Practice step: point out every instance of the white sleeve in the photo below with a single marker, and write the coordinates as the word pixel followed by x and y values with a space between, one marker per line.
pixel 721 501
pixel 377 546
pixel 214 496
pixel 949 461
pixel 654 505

++++++++++

**ASSIGNMENT**
The records shown above should be given again word for word.

**SOLUTION FOR THIS PROBLEM**
Practice step: point out every instance of the white sleeve in the photo below with a single marker, and write the coordinates as the word pixel followed by x and y values with a space between, one marker per line.
pixel 721 501
pixel 377 546
pixel 214 496
pixel 949 461
pixel 654 505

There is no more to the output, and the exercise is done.